- DIRECTION
Retype the following lines exactly as they appear, covering every one of the records.

(Saved entries)
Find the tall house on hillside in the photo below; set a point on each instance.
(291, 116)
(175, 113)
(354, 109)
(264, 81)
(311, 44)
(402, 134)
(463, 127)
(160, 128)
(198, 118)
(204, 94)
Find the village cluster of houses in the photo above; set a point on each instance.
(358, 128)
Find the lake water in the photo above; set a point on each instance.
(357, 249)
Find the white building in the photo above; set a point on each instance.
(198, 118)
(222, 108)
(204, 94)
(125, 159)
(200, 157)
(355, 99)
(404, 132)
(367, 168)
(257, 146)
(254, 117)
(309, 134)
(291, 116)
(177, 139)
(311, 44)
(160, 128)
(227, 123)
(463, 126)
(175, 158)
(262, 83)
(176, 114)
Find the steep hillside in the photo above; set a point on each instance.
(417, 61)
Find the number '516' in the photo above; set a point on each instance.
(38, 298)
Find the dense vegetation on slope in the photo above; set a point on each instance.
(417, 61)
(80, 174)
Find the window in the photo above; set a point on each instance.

- OUTPUT FOR THIS TASK
Find the tall house on hillside in the photo below; set a point on each instance.
(291, 116)
(175, 113)
(354, 109)
(264, 81)
(311, 44)
(402, 134)
(463, 127)
(160, 128)
(198, 118)
(204, 94)
Find the village cluster of houses in the photo above; set a point on each instance.
(358, 128)
Find the lake water in the photo above; set a point on each instance.
(357, 249)
Find the white building in the photo above; set a point on each instance.
(198, 118)
(222, 108)
(204, 94)
(125, 159)
(200, 157)
(355, 99)
(404, 132)
(367, 168)
(257, 146)
(254, 117)
(309, 134)
(291, 116)
(177, 139)
(311, 44)
(160, 128)
(227, 123)
(463, 126)
(175, 158)
(262, 83)
(176, 114)
Find the steep hillside in the photo above; set a point on each instance.
(417, 61)
Find the number '516' in the photo above; set a point on each instance.
(38, 298)
Find the dense vegetation on slope in the photo above; set a point on each instance.
(417, 61)
(80, 174)
Find the window in the photo above; set a point on each instance.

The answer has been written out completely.